Exercise prompt =
Output the data below exactly, images excluded.

Available data =
┌──

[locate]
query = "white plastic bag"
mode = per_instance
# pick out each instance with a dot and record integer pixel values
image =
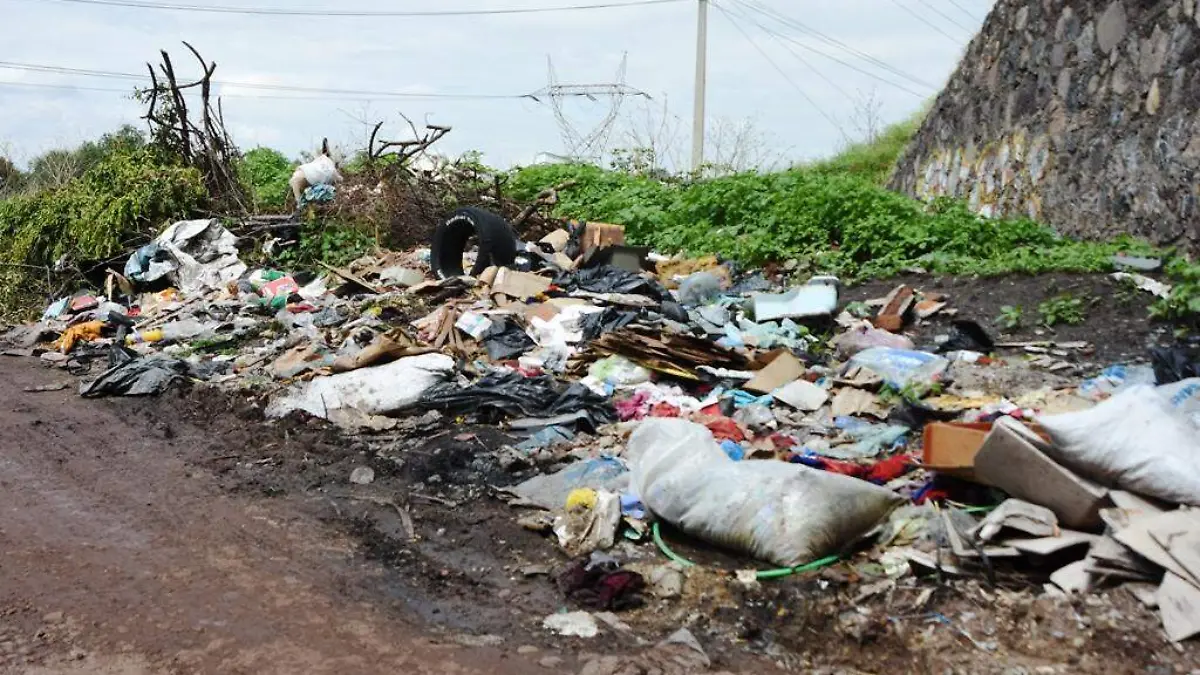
(784, 513)
(321, 171)
(1145, 440)
(900, 368)
(373, 390)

└──

Task result =
[locate]
query = "white plastic bag"
mode = per_instance
# pick out each instance with a dot and record integer pixel values
image =
(784, 513)
(321, 171)
(1145, 440)
(900, 368)
(373, 390)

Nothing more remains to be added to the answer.